— START STORED ROWS —
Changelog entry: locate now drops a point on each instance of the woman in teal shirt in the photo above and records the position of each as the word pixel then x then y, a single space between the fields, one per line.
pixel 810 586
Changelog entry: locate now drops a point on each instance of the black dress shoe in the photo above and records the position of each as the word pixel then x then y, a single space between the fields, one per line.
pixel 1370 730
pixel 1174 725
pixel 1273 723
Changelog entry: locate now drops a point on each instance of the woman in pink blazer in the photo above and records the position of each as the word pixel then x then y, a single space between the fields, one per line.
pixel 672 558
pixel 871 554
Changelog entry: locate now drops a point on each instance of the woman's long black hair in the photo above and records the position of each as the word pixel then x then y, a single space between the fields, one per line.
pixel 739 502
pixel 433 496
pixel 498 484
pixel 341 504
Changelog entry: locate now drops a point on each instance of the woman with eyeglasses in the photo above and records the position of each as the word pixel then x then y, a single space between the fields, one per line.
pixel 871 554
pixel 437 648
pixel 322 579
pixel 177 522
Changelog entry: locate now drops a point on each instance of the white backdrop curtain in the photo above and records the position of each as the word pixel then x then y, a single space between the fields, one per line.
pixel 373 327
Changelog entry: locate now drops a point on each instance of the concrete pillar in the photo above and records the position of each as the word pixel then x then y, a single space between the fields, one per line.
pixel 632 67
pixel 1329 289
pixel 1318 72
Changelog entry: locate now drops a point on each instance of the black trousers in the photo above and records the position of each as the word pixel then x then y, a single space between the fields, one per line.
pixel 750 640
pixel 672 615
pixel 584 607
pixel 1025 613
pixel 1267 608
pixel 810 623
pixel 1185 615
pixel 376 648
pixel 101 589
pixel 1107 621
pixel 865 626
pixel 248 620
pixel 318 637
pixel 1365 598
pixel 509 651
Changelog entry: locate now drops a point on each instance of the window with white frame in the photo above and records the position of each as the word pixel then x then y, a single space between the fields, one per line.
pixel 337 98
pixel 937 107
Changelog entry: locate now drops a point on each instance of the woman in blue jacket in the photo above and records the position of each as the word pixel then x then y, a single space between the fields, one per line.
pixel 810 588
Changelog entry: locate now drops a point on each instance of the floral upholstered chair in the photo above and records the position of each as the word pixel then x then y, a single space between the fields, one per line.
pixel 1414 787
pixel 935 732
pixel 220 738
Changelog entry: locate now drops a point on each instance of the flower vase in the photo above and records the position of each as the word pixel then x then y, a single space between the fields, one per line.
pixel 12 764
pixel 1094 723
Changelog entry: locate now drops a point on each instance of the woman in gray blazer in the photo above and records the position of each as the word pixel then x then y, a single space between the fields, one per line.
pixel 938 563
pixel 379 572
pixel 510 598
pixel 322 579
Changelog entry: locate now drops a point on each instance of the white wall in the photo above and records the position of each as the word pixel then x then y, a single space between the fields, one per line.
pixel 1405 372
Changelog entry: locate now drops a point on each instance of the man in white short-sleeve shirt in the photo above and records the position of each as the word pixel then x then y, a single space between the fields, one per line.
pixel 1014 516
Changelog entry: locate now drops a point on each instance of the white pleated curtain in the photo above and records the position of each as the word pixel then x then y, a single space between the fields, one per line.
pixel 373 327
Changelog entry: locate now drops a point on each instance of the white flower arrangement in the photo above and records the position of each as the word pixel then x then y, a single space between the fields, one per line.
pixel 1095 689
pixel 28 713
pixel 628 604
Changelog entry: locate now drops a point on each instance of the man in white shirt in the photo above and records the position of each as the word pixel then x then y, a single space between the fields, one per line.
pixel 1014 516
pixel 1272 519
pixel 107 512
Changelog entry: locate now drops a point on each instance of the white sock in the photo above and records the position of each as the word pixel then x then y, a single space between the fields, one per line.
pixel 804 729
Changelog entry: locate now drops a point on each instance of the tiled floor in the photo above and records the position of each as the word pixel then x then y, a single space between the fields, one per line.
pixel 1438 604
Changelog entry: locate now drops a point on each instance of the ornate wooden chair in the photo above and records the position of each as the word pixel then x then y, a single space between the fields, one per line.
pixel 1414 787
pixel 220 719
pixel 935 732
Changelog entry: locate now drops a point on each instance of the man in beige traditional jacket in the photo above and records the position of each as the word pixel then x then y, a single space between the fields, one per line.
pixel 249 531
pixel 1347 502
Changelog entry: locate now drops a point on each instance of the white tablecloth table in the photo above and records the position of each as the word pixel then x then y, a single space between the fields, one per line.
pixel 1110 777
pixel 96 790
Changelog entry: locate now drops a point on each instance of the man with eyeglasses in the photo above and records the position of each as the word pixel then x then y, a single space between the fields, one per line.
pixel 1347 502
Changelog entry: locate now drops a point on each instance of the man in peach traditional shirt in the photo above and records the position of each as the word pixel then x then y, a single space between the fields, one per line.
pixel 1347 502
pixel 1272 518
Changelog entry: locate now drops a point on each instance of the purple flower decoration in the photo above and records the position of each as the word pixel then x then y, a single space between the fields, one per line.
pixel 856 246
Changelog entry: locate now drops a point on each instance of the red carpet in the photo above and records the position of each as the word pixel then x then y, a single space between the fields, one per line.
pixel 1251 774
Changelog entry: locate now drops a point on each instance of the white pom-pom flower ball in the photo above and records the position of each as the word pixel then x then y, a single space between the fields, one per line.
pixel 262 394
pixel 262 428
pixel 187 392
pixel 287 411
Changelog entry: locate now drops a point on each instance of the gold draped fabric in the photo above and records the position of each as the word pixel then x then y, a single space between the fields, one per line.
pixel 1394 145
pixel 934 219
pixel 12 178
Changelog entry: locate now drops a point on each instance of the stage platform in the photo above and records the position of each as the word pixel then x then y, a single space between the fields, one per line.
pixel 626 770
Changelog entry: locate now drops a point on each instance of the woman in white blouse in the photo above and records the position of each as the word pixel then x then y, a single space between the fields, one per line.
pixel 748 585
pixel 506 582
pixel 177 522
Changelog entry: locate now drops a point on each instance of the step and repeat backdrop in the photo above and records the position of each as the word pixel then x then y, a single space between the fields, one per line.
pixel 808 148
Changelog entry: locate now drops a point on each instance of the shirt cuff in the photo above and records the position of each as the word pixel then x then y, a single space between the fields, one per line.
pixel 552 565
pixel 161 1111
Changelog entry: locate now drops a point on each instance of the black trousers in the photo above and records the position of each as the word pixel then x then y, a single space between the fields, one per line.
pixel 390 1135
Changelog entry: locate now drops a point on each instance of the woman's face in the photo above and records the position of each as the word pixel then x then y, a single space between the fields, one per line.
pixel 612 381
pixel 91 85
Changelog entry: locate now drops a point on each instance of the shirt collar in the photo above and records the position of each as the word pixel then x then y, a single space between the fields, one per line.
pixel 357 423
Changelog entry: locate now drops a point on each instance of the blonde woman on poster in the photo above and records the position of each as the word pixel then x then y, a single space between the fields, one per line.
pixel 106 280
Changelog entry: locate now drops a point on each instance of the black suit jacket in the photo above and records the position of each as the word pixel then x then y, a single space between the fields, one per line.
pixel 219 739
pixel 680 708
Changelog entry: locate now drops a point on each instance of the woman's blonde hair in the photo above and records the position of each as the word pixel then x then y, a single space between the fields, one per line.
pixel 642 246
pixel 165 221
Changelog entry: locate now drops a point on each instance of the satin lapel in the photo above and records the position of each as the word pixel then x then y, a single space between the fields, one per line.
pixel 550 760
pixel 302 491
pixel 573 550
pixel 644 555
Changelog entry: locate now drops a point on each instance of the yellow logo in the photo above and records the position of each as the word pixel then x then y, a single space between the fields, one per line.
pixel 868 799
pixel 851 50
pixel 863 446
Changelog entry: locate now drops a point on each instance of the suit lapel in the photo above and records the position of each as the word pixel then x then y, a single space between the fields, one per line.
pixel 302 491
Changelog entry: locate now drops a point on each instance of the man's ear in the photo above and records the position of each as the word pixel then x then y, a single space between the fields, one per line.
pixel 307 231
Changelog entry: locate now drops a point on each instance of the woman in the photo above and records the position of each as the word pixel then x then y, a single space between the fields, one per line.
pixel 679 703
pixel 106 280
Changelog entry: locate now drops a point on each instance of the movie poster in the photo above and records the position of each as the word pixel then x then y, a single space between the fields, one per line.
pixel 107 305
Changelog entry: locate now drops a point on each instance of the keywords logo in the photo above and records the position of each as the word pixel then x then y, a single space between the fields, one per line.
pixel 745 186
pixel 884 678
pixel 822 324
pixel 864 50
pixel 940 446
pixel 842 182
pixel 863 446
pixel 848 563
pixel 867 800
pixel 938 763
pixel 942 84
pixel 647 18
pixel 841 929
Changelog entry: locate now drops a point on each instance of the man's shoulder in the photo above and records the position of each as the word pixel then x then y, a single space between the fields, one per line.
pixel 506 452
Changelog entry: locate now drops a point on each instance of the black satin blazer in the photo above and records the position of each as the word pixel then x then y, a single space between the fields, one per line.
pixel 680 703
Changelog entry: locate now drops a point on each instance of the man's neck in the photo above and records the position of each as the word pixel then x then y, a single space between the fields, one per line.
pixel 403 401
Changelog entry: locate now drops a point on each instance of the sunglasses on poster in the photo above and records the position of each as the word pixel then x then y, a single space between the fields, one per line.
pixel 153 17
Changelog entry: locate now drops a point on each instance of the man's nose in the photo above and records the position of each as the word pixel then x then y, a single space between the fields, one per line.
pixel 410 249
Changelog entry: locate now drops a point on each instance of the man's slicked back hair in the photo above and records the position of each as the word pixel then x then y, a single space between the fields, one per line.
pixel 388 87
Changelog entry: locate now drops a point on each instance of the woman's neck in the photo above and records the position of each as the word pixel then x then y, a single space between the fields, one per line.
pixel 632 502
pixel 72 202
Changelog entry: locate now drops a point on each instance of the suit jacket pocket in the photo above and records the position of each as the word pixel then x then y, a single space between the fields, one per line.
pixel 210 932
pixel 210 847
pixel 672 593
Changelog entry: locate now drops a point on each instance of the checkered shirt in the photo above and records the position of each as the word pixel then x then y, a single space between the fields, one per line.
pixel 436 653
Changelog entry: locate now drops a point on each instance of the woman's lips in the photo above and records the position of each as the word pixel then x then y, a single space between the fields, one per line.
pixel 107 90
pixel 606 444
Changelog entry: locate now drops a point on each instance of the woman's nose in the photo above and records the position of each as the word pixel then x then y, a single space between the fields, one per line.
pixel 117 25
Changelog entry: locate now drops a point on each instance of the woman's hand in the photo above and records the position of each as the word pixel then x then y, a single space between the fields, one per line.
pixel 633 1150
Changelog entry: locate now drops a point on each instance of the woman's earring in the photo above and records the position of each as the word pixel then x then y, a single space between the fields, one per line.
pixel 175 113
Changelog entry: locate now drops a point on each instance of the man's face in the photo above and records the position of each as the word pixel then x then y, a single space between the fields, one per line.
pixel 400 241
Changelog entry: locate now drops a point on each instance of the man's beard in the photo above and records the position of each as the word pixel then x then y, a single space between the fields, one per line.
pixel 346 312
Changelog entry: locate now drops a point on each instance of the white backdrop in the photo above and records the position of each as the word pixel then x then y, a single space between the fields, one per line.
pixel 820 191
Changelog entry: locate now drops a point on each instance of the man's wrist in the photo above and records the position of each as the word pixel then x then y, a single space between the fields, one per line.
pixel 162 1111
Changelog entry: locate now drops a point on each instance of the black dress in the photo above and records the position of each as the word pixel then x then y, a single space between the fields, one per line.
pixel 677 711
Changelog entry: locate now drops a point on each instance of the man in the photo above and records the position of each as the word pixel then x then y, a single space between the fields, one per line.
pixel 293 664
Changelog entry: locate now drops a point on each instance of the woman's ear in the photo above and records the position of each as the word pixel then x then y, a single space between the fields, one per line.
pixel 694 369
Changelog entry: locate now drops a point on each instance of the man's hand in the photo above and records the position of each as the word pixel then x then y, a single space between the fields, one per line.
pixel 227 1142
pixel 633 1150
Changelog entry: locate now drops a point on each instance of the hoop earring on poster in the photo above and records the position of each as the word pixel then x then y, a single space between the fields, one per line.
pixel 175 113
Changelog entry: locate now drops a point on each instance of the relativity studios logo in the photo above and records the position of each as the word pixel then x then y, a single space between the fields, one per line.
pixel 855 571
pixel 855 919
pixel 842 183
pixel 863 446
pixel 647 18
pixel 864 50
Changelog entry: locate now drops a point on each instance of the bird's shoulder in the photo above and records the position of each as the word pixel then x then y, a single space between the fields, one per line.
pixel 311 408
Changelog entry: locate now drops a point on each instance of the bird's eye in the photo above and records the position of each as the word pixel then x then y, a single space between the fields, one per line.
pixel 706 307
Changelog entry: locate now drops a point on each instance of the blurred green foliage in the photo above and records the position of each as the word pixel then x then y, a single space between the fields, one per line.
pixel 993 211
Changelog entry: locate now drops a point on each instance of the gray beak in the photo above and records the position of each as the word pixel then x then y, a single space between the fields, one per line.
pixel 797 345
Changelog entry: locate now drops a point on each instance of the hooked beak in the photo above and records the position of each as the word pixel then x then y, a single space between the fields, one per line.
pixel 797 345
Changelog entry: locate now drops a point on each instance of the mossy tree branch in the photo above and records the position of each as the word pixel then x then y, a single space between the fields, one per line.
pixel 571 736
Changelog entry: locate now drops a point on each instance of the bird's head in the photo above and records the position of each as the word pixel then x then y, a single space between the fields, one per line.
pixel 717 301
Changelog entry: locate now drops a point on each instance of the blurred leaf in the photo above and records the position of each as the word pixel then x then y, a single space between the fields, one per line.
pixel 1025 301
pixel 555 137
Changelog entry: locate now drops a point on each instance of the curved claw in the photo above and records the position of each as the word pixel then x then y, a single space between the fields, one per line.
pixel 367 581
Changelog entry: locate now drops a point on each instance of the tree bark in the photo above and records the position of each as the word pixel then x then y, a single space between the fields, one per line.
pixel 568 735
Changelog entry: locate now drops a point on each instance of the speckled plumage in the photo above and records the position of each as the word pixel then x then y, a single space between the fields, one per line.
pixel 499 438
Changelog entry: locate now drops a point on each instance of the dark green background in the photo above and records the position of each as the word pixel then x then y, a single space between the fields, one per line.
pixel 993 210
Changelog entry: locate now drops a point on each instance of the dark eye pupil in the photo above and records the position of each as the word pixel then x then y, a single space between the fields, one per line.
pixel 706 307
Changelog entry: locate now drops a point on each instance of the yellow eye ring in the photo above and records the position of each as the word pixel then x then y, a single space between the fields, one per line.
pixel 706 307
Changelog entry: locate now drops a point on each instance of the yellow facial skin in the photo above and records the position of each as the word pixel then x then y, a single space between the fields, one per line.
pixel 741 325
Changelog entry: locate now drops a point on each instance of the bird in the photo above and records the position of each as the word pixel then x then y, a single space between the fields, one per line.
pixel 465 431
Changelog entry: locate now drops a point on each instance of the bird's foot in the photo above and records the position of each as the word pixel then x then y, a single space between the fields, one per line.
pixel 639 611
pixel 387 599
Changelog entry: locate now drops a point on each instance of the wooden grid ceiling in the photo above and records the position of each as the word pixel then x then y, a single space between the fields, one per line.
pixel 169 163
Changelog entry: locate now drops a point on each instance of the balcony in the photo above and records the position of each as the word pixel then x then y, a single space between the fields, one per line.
— END STORED ROWS —
• WORK REQUIRED: Set down again, exactly as they are, the items starting with the line containing "in white shirt" and going on through the line containing "pixel 804 729", both of those lines included.

• EXERCISE RESPONSE:
Changelog entry: locate now drops a point on each instance of the man in white shirt in the photo above and records the position of each as the word pixel then x then y, a single space between the fields, one per line.
pixel 1014 516
pixel 1272 519
pixel 107 512
Changelog entry: locate now drops a point on each instance of the white sock in the photo above and records the position of each as the word pixel then x then y, a single space between the fields, one per line.
pixel 804 729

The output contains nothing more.